**Задание:** Отредактируйте отрывок воспоминаний о поездке в Йерусалим: приведите его между словами «В окно я увидела Библию – не» и «впечатлением в Израиле.» включительно, заменив «солнце» на «яркое солнце».

**Фрагмент текста:**
Маршрутка – шерут – не отправлялась в путь, пока не были заполнены все места, и я явно опаздывала ко времени, когда меня ждали в Йерусалиме друзья: Руфь Александровна и Илья Захарович Серманы. Мне не хотелось их волновать – Руне было за семьдесят, Илье Захаровичу – за восемьдесят. Но пришлось ждать шерут, потому что такси меня бы разорило.
Шерут неспешно колесил по тёмному городу, развозя 15 пассажиров. Когда дошла очередь до меня, осталось человек 5. И тут шофёр заблудился. Именно на моём адресе – в районе Цви Херц – на окраине Йерусалима. Мы кружили и кружили, пассажиры страдали, а поскольку евреи не могут страдать молча, то они тихонько причитали, очень громко вздыхали, а один повторял, что у меня неверный адрес. Я тоже нервничала и извинялась по-английски. Водитель был, к счастью, спокоен – возможно, не был евреем. Миновала полночь. Все, кроме водителя, уже отчаялись, и вдруг, на каком-то десятом по счёту безнадёжном повороте, на склоне, заросшем соснами, на террасе перед двумя многоэтажными домами я увидела Руню, которая топталась под фонарём и курила. Руня ругала меня за своё беспокойство, обнимала, кормила пережаренным, как всегда, мясом. Встал с постели и в пижаме вышел к столу Илья Захарович. Мы пили вино с тортом, говорили-говорили, и в постель я уже не легла, а упала.
В окно я увидела Библию – не в том смысле, что она была божественно хороша, а в том, что она имела очевидное и непосредственное отношение к Божественному
Утром проснулась рано. Окно в комнате было закрыто не шторой, а какой-то невиданной ставней из деревянных плашек. В щели светило солнце. Я ставни с трудом открыла, призвав на помощь своё инженерное образование. И то, что я увидела за окном, стало моим самым сильным впечатлением в Израиле.
Я увидела Иудейскую пустыню – бескрайнюю, светло-серую и каменистую, с редкими оливковыми рощами. И вдали – отару овец – белых и чёрных. Где-то очень далеко тонкий голос тянул однообразную мелодию (это был голос муэдзина из арабской деревни). Словом, в окно я увидела Библию – действительно существующую, ожившую и божественную – не в том смысле, что она была божественно хороша, а в том, что она имела очевидное и непосредственное отношение к Божественному. И по сравнению с этим библейским видом все осмотренные потом синагоги и мечети, все католические и православные церкви и монастыри Святой Земли – постройки 12–13-го веков – показались мне обычным, привычным, много раз виденным новостроем.

**Строки:**

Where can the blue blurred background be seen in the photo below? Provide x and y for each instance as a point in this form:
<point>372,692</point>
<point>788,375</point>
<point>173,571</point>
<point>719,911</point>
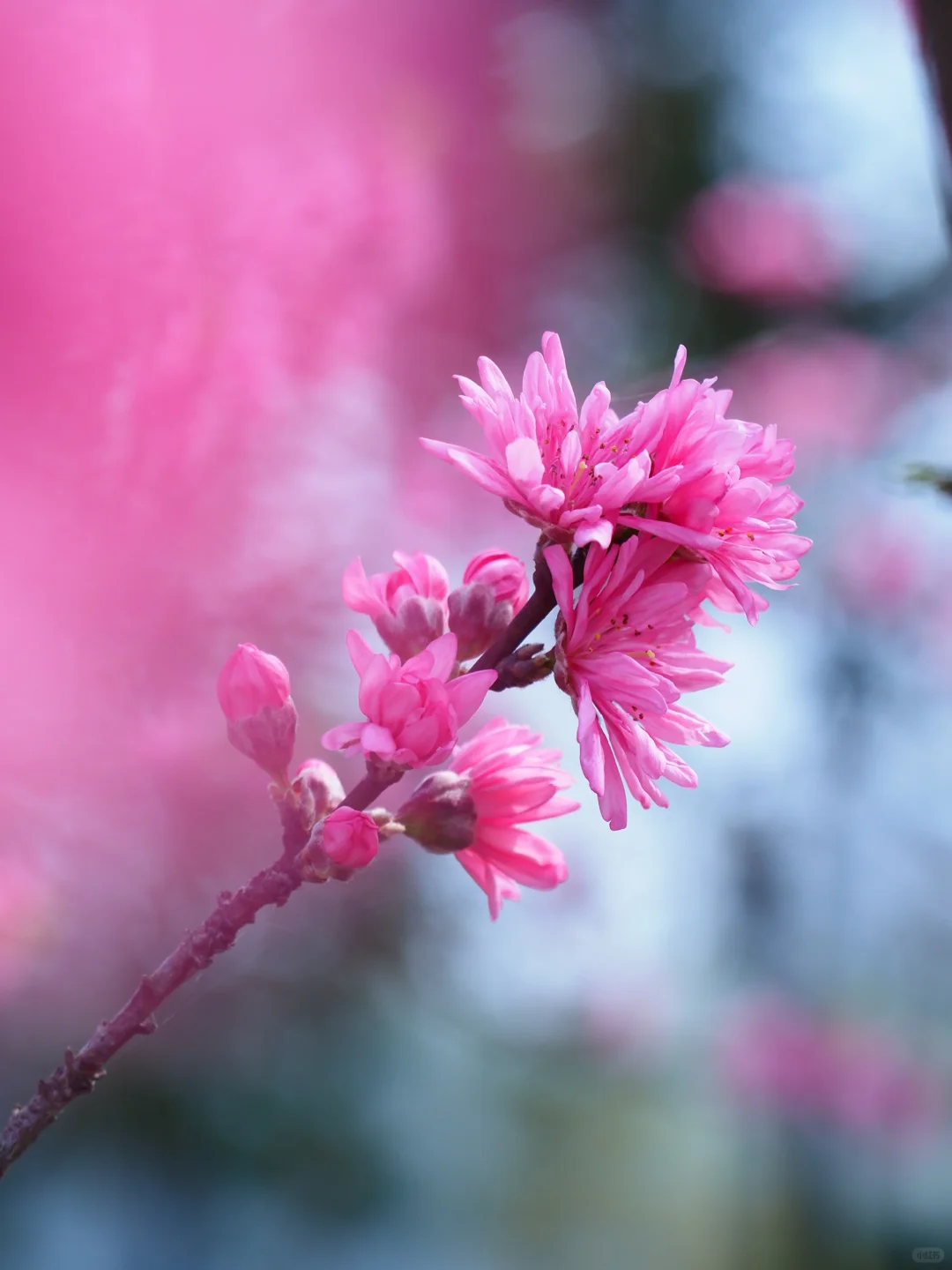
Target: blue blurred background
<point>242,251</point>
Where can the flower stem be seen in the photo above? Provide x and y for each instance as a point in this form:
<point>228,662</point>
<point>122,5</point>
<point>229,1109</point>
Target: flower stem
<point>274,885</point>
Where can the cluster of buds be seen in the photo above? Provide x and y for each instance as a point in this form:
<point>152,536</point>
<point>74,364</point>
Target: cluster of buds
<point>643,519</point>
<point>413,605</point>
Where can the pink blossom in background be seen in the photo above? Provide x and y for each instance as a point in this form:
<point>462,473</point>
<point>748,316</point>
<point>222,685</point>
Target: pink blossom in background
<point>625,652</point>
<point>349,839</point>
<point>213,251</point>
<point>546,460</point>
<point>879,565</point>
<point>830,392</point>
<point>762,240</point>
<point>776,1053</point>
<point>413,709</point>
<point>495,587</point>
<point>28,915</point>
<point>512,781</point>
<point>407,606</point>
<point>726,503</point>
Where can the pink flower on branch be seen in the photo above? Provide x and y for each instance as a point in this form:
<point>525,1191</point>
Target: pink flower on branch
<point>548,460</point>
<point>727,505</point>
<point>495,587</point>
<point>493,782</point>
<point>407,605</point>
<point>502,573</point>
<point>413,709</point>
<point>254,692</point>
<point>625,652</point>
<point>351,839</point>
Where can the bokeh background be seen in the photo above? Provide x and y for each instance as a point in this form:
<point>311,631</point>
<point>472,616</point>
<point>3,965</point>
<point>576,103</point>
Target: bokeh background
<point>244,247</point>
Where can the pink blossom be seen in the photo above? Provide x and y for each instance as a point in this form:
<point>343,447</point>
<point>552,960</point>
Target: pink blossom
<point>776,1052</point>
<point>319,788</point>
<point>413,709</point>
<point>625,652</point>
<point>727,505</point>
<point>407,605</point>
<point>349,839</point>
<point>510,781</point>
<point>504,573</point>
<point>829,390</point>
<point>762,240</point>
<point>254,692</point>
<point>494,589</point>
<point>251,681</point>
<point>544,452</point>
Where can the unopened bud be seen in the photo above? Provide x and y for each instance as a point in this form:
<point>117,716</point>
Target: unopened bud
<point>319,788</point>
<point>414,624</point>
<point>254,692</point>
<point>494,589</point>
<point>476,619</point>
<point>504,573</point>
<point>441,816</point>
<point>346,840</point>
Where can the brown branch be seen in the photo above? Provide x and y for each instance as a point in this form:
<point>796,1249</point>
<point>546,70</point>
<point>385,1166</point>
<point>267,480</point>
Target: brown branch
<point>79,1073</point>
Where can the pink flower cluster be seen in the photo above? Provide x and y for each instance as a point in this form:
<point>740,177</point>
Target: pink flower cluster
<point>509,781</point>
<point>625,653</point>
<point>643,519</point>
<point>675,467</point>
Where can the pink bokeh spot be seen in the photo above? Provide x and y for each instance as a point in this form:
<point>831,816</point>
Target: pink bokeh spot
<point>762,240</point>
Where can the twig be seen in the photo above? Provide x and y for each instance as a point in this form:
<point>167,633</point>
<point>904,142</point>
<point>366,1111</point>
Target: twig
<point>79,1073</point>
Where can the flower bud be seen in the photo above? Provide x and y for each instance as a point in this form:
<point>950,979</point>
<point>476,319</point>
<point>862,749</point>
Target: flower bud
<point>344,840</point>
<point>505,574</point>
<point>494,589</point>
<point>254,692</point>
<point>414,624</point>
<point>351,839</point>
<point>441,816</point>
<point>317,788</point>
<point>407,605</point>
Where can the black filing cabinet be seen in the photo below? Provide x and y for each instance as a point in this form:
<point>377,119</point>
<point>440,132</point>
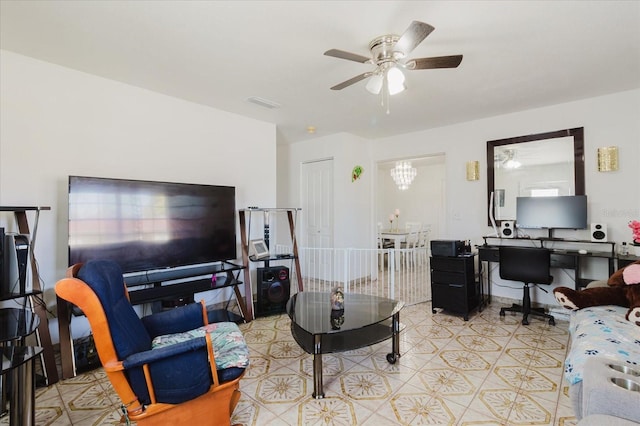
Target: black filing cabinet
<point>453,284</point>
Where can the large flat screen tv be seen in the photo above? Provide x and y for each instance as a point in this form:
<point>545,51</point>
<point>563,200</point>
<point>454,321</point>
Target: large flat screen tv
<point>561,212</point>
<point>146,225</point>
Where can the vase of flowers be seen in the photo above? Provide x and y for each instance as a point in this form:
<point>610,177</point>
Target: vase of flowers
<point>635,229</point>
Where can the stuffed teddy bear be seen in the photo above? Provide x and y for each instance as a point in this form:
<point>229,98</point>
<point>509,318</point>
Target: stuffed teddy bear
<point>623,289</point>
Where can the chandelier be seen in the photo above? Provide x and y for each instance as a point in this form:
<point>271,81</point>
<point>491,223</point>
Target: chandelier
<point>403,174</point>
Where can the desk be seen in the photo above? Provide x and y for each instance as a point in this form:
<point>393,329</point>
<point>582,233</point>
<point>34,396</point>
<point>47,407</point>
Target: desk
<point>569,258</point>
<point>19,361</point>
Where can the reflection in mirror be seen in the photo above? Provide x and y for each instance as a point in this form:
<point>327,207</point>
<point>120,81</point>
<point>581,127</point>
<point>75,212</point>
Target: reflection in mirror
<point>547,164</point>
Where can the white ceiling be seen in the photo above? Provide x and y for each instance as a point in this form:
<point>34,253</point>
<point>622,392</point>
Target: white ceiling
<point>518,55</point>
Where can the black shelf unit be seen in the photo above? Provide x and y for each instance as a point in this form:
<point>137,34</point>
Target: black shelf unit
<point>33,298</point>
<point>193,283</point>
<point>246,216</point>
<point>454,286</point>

* * *

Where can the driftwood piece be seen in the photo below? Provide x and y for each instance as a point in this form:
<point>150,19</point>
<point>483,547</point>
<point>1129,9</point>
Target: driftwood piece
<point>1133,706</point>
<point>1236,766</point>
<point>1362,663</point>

**Итоговый результат:**
В окно я увидела Библию – не в том смысле, что она была божественно хороша, а в том, что она имела очевидное и непосредственное отношение к Божественному
Утром проснулась рано. Окно в комнате было закрыто не шторой, а какой-то невиданной ставней из деревянных плашек. В щели светило яркое солнце. Я ставни с трудом открыла, призвав на помощь своё инженерное образование. И то, что я увидела за окном, стало моим самым сильным впечатлением в Израиле.